Jobs:
a. Summarize the forum post about the solid with equilateral-triangle cross-sections in two sentences.
b. List every curve that the forum post about the solid with equilateral-triangle cross-sections gives as a boundary of the solid's base.
c. Write the next part of the forum post about the solid with equilateral-triangle cross-sections, picking up after its last sentence.

##### Document text

Hello guys so I needed help with a problem which is:
Let $S$ be the solid with flat base, whose base is the region in the $xy$-plane defined by the curves $y=e^x$, $y=−2$, $x=1$ and $x=3$, and whose cross-sections perpendicular to the $x$-axis are equilateral triangles with bases that sit in the $xy$- plane.
Find the area $A(x)$ of the cross-section of $S$ given by the equilateral triangle that stands perpendicular to the $x$-axis, at coordinate $x$
The main problem I am having with this question is setting up the integral, I have not dealt with equilateral triangle and cross sections before so I am having a little trouble. Any help would be appreciated. Thanks in advance.

##########
##### Material supplied

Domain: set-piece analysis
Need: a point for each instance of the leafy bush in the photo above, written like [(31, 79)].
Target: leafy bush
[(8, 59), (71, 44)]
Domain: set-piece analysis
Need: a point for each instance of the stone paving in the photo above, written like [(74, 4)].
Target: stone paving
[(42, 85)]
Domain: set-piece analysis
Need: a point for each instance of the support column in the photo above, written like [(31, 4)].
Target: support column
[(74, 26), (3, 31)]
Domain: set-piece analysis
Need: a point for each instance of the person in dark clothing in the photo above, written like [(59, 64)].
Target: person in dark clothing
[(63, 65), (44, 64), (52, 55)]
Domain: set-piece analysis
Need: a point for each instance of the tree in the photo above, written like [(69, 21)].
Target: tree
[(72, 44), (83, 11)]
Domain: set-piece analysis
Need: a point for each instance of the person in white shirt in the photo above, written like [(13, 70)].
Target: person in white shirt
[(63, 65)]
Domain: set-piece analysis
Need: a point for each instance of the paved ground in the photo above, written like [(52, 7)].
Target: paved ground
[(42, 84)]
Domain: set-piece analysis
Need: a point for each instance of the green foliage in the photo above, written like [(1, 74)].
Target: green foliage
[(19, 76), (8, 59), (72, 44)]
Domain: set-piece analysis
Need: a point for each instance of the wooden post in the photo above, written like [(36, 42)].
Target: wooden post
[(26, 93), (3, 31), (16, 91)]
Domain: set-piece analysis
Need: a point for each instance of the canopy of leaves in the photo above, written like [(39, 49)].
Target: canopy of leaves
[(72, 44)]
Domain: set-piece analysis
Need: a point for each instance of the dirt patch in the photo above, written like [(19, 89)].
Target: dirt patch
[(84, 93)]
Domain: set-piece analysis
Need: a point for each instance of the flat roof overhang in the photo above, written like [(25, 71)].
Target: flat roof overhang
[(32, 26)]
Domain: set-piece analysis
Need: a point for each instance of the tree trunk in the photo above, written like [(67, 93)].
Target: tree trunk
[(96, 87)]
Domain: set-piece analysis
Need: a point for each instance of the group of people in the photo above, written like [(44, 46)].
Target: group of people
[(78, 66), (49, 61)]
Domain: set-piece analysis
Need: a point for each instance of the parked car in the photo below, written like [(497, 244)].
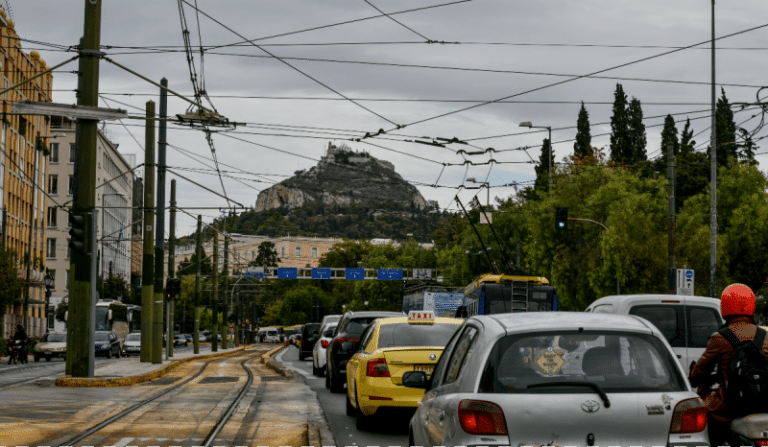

##########

Set of answers:
a. A poster asks for help with a problem about a solid whose flat base lies in the xy-plane in the region bounded by the curves y = e^x, y = −2, x = 1 and x = 3, and whose cross-sections perpendicular to the x-axis are equilateral triangles with bases in the xy-plane. The problem asks for the area A(x) of the cross-section at coordinate x, and the poster's main difficulty is setting up the integral, having not dealt with equilateral triangles and cross-sections before.

b.
- y = e^x
- y = −2
- x = 1
- x = 3

c.
Best Answer
The problem merely seems to ask for the cross-sectional area $A(x)$. Note that, for an equilateral triangle of side $s$, the area is $\sqrt{3} s^2/4$. In this case, $s = e^x+2$, so that
$$A(x) = \frac{\sqrt{3}}{4} (e^x+2)^2$$
The volume calculation is simply an integral of $A(x)$ over $x \in [1,3]$, or
$$V = \frac{\sqrt{3}}{4} \int_1^3 dx\, (e^x+2)^2$$
which I imagine you can handle.